Pontifications on Poison
Being some ramblings on events associated with poisonous plants.
Monday 11th July 2011
According to the cliché, ‘the truth is stranger than fiction’ and, in the seven years that I’ve been reading exclusively non-fiction, I’ve read some very strange stuff by way of folklore about poisonous plants and claims about the effects of poisons that don’t stand up to scrutiny.
But, recently, I’ve returned to reading fiction after a conscious decision to make more time in the day for leisure reading. But, it seems, I can’t completely separate reading for fun from my business and a line in the book I’m currently reading started a train of thought that is still incomplete.
There was a time when we used to buy the latest Terry Pratchett book as soon as it was published but we’d fallen a few years behind so I decided to catch up. I’m not a slavish devotee of Pratchett’s work. I think the earlier Discworld books are, generally, better because he seems to have come to believe his own publicity that his writing is relevant to modern society. For me, that means some books work too hard to crowbar in contemporary issues. But, a less good Terry Pratchett novel is still a far better read than any of the books from many ‘successful’ novelists.
In catching up, I’m actually finding I’m enjoying the books aimed at younger readers more and it was reading ‘Wintersmith’ that sparked this blog entry. I won’t attempt to summarise the plot but it heavily features witches and one line struck me as very true; ‘A witch was just someone who knew a bit more than you did.’
Hyoscyamus niger, black henbane
You can’t have an interest in plant folklore without coming across witches and the many ways they are involved in our approach to poisonous plants. I should say that I don’t for one moment believe in the existence of witches, although I have met a few. That’s not just a way of insulting some of the women I’ve encountered, which is how many people use the word these days. I mean that, during my time at Alnwick Garden, I met a number of people who professed themselves to be witches and although I knew they couldn’t be I didn’t argue with them because what they were was paying customers.
There are many ways that witches enter the stories of poisonous plants. Whether it is their use of hallucinogenics, like Hyoscyamus niger, black henbane, to create the feeling of flying or the various plants that can be used to keep them from entering the house. Most English people know about Ilex aquifolium, holly, and, in Scotland, the same job is performed by Sorbus aucuparia, the rowan or mountain ash. Fewer are aware, these days, that Buxus sempervirens, box, has the same role.
I’m not sure why holly and rowan have that reputation but I do know the background to the power of Buxus. The story goes that witches are compelled to count the leaves of a box bush and so, having one growing close to the door means that a witch will get her attention diverted from entering the house.
Ilex aquifolium, holly
Anyone who knows the plant will know that it has a very compact habit and very small leaves. I augment the basic folklore by saying that witches rely on knowledge to give them their power over people. (See, that’s the Terry Pratchett connection.) This means that a witch can tell you every detail of every plant; every branch, every stem, every flower, every leaf. Except for the box, where the complexity of its structure and the sheer number of its leaves means that a witch will always lose her place as she tries to catalogue it completely and have to start all over again.

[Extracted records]
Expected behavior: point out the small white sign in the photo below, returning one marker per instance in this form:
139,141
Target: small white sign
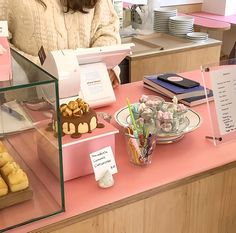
102,161
224,89
3,29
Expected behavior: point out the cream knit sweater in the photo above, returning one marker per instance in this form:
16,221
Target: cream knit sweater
33,26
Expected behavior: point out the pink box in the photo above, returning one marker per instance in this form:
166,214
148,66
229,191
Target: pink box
5,61
75,152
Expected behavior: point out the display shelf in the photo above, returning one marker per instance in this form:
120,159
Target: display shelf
45,195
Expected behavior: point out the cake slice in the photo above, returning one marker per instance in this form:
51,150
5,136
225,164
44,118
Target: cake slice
17,180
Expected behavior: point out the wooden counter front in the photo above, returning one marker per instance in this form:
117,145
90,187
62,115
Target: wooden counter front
167,53
190,187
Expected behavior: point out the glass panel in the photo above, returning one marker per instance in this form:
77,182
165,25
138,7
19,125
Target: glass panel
25,73
26,134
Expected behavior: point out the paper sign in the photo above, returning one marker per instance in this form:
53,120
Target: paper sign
224,89
3,29
102,161
95,82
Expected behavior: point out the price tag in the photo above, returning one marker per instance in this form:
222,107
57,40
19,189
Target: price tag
102,161
3,29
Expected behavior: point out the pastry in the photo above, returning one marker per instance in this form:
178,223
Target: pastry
17,180
8,168
4,158
76,118
2,147
3,187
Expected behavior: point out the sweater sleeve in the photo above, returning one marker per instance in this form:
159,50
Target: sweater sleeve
105,25
5,15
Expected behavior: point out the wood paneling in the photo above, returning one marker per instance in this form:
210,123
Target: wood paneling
177,61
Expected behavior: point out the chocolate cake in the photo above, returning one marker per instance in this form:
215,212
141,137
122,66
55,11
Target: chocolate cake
76,118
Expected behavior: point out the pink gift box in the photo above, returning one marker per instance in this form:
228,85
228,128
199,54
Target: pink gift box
5,61
75,152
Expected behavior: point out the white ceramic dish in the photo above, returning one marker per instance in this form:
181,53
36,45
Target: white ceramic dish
122,117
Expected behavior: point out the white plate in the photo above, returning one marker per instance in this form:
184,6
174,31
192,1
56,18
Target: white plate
122,117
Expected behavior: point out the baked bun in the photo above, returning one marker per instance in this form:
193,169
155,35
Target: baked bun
17,180
4,158
8,168
2,148
3,187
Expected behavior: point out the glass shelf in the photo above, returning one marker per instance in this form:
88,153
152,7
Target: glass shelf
23,137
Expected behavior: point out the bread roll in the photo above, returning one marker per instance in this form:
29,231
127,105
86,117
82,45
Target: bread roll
8,168
2,147
4,158
17,180
3,187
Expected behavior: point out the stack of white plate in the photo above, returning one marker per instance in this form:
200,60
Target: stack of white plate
197,36
161,19
181,25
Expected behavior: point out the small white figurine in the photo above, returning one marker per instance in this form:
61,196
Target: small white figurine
106,180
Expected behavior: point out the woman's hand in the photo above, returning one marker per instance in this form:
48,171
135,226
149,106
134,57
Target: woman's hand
114,79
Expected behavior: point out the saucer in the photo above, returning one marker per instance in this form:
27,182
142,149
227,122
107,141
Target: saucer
193,121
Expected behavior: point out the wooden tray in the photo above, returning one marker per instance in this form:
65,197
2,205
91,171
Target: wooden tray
13,198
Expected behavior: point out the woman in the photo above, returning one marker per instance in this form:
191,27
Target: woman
60,24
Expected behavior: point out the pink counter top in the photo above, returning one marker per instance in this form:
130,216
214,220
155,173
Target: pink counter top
209,23
227,19
171,162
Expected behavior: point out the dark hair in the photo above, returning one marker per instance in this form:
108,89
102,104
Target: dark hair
74,5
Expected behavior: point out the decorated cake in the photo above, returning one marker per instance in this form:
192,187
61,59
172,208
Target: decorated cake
76,118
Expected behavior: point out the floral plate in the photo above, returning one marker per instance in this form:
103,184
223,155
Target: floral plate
192,121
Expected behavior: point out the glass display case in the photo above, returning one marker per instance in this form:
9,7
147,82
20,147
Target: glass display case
29,191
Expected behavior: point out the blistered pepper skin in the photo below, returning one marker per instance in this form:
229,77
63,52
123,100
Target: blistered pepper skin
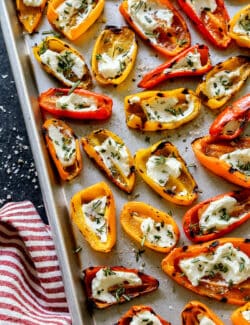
235,294
84,197
115,43
208,150
74,32
175,188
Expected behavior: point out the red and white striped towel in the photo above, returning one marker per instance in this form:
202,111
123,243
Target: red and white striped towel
31,287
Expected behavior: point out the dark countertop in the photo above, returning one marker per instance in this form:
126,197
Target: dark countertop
18,176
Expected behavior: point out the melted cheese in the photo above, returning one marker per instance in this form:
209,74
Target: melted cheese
75,102
64,144
144,318
104,280
160,168
201,5
94,213
192,61
222,83
148,15
33,3
74,63
71,13
217,214
233,266
238,159
114,153
166,109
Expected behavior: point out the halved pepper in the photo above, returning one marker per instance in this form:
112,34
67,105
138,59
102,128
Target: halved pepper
158,23
93,211
114,55
73,18
211,18
149,226
223,81
241,315
194,61
239,27
141,314
195,313
230,160
231,122
79,104
216,269
125,284
165,171
217,216
30,15
64,148
161,110
63,62
112,156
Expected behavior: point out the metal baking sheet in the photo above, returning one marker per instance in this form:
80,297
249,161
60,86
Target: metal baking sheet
30,79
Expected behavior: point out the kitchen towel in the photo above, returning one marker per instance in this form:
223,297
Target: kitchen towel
31,287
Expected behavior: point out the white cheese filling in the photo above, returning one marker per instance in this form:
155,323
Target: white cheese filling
192,61
204,320
33,3
112,67
62,63
148,15
106,279
75,102
157,233
114,153
231,264
217,215
222,83
166,110
238,159
246,315
72,13
94,213
160,168
144,318
64,144
201,5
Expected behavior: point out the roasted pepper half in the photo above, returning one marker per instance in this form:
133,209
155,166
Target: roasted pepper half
217,216
230,160
79,104
194,61
161,110
195,313
93,211
231,122
239,27
112,156
64,148
217,269
125,284
63,62
114,55
149,226
211,18
141,314
223,81
73,18
158,23
241,316
163,169
30,13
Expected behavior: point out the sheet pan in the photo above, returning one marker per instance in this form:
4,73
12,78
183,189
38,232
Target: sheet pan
30,79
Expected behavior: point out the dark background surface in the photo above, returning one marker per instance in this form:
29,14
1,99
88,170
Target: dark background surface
18,176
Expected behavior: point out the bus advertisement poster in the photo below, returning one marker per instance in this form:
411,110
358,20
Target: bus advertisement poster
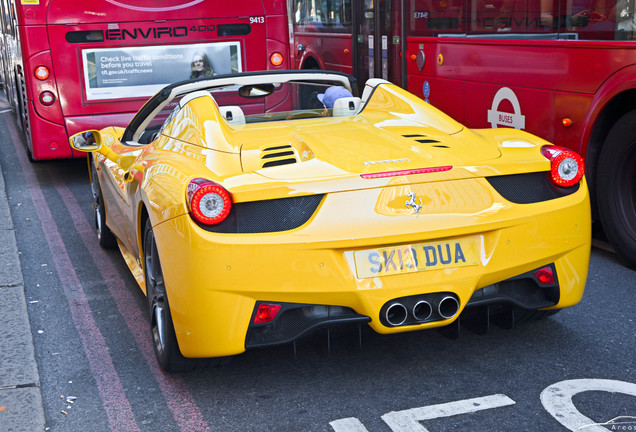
117,73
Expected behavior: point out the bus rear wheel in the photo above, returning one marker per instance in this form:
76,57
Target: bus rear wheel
616,188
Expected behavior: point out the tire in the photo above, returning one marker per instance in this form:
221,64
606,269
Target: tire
105,236
161,327
616,188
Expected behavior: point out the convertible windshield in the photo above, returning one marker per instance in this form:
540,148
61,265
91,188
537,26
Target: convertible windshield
252,98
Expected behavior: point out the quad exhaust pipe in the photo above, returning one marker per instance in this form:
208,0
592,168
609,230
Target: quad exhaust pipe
396,314
419,309
448,307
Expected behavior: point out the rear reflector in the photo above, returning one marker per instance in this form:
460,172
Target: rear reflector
567,167
406,172
266,313
545,275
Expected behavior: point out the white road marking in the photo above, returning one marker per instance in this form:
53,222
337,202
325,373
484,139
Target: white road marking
557,400
409,420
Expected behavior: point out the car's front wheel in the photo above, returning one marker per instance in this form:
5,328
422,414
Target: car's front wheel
105,236
161,326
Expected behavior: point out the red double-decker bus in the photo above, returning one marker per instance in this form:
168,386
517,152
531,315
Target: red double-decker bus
69,65
562,69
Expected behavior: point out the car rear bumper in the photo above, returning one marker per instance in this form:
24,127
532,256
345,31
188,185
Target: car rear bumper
214,281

• **Exercise**: Continue the blog entry on witches and poisonous plant folklore, picking up after its closing sentence about box leaves.

• **Response to the exercise**:
Actually, that wasn’t the Terry Pratchett connection I had in mind when I started writing this. I was thinking more about the difference between a wise woman and a witch and the importance of that distinction in modern heart medication. In 1774, when Dr. William Withering began investigating the use of Digitalis plants, foxgloves, to treat dropsy, he was partly interested because of stories that the wise women in a village in Shropshire were using the plant effectively.
Buxus sempervirens, common box
That gives me a simple distinction between a ‘wise woman’ and a ‘witch’. If the herbal remedies provided to the rest of the village proved efficacious then she was the wise old woman. If they were either ineffective or actively harmful she very quickly became the old witch.
There are a lot of stories about witches and, I’m sure, I’ll return to them in future but I want to finish by thinking about the overlaps between witches and fairies. Especially in the Highlands and Islands of Scotland, it is said that witches use the Senecio jacobaea, ragwort, rather than broomsticks, to fly around on. At least, this has been said since the 16th century. Prior to that it was fairies who used ragwort for this purpose.
The overlap between fairies and witches also happens with the holly. Though, as mentioned before, holly, in England, should be planted close to the door to keep witches away, in Ireland, holly is the home of the fairies and should be kept in a quiet part of the garden to avoid disturbing them.
It is only since I started writing this that I’ve realised that I don’t know how it comes that folklore attributed to fairies became ascribed to witches somewhere in the 16th century. It also makes me wonder if this change from supernatural icons that were essentially good to those innately evil in some way reflects a general change in the nature of the British, perhaps, even being part of why we always seem to want to see the worst in situations rather than the best.
I don’t know if I’ll be able to find an answer but, it seems, more non-fiction reading is required.